#### [MATERIALS PROVIDED]
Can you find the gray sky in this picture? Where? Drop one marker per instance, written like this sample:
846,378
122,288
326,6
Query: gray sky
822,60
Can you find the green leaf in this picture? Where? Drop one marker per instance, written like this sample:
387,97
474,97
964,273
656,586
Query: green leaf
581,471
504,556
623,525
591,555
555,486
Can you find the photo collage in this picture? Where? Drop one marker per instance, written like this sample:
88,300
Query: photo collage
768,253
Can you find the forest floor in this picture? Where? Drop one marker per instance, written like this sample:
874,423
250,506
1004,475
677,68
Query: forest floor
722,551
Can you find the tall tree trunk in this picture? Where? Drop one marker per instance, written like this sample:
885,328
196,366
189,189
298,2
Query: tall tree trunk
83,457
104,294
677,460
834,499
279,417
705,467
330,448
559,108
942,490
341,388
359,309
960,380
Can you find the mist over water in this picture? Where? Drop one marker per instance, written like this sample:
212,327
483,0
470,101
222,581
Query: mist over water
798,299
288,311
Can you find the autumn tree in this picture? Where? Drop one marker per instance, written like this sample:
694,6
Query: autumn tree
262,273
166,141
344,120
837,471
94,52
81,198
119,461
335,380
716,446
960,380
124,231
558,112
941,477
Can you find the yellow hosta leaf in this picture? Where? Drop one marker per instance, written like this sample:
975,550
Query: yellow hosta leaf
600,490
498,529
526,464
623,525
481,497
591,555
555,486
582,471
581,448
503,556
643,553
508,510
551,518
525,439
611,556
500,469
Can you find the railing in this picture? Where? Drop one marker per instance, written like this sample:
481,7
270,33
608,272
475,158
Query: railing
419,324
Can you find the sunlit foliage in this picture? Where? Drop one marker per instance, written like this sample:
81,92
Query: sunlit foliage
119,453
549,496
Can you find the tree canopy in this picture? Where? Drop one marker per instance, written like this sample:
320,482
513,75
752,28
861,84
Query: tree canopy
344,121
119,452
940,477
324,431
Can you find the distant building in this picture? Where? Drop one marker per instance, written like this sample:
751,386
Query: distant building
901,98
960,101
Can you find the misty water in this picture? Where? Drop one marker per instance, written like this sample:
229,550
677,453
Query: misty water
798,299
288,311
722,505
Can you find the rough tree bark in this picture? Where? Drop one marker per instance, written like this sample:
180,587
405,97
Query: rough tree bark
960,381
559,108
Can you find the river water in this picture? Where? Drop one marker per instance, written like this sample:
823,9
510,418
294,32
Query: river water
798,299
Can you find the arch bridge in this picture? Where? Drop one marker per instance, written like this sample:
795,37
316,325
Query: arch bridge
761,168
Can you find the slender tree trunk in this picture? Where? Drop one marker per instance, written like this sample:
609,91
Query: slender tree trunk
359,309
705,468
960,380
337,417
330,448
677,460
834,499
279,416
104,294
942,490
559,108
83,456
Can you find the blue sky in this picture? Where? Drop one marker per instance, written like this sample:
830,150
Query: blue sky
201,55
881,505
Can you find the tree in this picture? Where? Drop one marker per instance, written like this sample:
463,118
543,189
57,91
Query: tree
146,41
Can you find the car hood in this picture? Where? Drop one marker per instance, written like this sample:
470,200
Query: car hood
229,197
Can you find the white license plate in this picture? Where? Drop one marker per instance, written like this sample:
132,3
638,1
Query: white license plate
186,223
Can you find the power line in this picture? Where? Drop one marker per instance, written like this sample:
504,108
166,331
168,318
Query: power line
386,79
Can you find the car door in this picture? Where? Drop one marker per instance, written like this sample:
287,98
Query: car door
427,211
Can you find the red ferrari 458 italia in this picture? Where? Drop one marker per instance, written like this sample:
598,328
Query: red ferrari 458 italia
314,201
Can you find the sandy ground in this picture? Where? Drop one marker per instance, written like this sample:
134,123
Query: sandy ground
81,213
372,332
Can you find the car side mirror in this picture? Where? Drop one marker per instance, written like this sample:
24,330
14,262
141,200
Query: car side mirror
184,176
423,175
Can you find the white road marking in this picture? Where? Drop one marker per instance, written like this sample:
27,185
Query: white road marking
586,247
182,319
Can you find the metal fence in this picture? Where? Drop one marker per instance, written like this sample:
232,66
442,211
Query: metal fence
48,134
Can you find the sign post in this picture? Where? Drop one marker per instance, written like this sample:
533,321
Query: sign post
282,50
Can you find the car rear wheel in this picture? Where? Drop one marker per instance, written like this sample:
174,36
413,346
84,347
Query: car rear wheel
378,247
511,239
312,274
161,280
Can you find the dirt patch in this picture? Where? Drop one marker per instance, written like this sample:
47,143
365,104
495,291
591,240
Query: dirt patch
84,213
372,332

#### [TASK DIRECTIONS]
Having read the records above, reproduce each one exactly.

#### [EXERCISE SOLUTION]
Can you find the gray sky in this picture? Where? Drop one marker per instance, written like this sample:
846,378
122,288
326,6
Query: gray sky
822,60
Can you find the green leaf in this picture? Where? Drop one marker per instance, written like this sample:
387,97
474,97
964,273
656,586
Query: green leaf
581,471
504,556
623,525
591,555
555,486
Can you find the photo collage in this picture? Where? Drop one marker per instance, written like this sample:
88,300
Query: photo collage
768,253
Can you find the forest floor in this picture? Where? Drop one marker per instance, written like this sample:
874,423
250,506
1004,475
677,68
Query: forest floor
722,551
Can you find the tall tree trunk in this picture? Where? Drop one marker per instance, written like this sample:
885,328
196,366
189,189
298,2
Query: tall tree trunk
83,457
104,294
677,460
834,499
279,417
705,467
330,448
559,108
942,490
341,388
359,309
960,380
Can you find the mist over water in this picture? Where? Drop one marker per instance, written like this sample:
212,327
483,0
470,101
222,581
Query: mist over water
798,299
288,311
Can you find the autumn tree in this picture? Where? Drop one marker per instance, written like this sample:
694,6
Query: autumn tree
262,273
166,141
344,120
837,471
94,52
81,198
119,461
335,380
716,446
960,380
124,231
558,112
941,477
Can you find the yellow hosta leaf in this picture? Where? Drop one marker per instance, written like this sample:
975,550
Query: yellow hosta leaf
600,490
498,529
526,464
623,525
481,497
591,555
555,486
582,471
581,448
503,556
643,553
508,510
551,518
525,439
611,556
500,469
Can you find the railing in this picture? Where? Drop one marker per instance, written like this sample:
481,7
270,33
608,272
475,158
Query: railing
419,324
Can you find the sunlit foliage in this picture? Where? Drop one marker per instance, written like this sample:
81,92
Query: sunlit foliage
119,453
549,496
Can you find the tree canopy in this picture? Where? Drop one marker per instance, written like this sample:
320,482
513,75
752,28
861,84
Query: tree canopy
344,121
119,452
940,477
324,431
Can you find the distant building in this picture? Where? Drop one marker per instance, written like this sample:
751,386
Query: distant building
901,98
960,101
Can you find the misty water in this picture? Where? Drop one marker per instance, written like this sample:
229,550
677,453
Query: misty water
798,299
288,311
722,505
Can you find the rough tree bark in this picture? Where? Drop one marker per instance, written like this sample:
180,587
405,97
Query: rough tree bark
960,381
559,108
Can you find the river water in this picture? Where? Drop one marker per instance, written like this sample:
823,9
510,418
294,32
Query: river water
798,299
Can you find the arch bridge in this picture? Where? Drop one marker per instance, written like this sample:
795,37
316,325
Query: arch bridge
761,168
Can you find the slender tree trunk in this picture? Where? Drop one marker per instance, written like this sample:
609,91
Query: slender tree trunk
359,309
705,468
960,380
337,417
330,448
677,460
834,499
279,416
104,294
942,490
559,108
83,456
Can you find the blue sky in this picture? Where? Drop one marker per instance, written like this sample:
830,150
Query: blue sky
201,55
881,505
Can you find the tree in this picture? Where? Drop one marker per instance, written like this sample:
463,118
543,189
57,91
Query: tree
146,41
Can you find the car hood in this picture? Where? Drop one marker per instance, written like this sample:
470,200
Query: car hood
229,197
Can you find the white license plate in this picture? Where? Drop one marker per instance, written like this sample:
132,3
638,1
Query: white license plate
186,223
Can you find the power line in this picture? Where? Drop one marker per instance, written like this sample:
504,108
166,331
168,318
Query: power line
386,79
Can you find the car door in this picture? Where? Drop one marker per instance, written like this sample:
287,98
Query: car door
427,211
Can you find the red ferrari 458 italia in this picture? Where? Drop one marker per instance, written like this sample:
598,328
Query: red ferrari 458 italia
314,201
Can you find the sandy ground in this picture? Where? Drop one marker per instance, written like this sample:
134,123
Query: sandy ground
81,213
372,332
Can you find the car side mirror in this picture? Where? Drop one marker per instance, written like this sample:
24,330
14,262
141,200
Query: car side mirror
184,176
423,175
Can you find the white road marking in this picture? Where? Drop one marker per instance, written like this sample:
27,185
Query: white road marking
586,247
182,319
Can you find the metal fence in this picture? Where? Drop one marker per instance, written like this sample:
232,66
442,211
Query: metal fence
48,134
Can you find the sign post in this picture? Where? Drop one marker per instance, written like this sample:
533,321
Query: sign post
282,50
Can you find the car rear wheel in this picture? Where? Drop one marker per instance, written like this sample:
174,36
413,346
84,347
Query: car rear wheel
378,247
511,239
312,274
161,280
Can you find the dirt patch in this picture? Where? Drop one marker per instance, written like this sample:
47,143
365,104
495,291
591,240
Query: dirt patch
84,213
372,332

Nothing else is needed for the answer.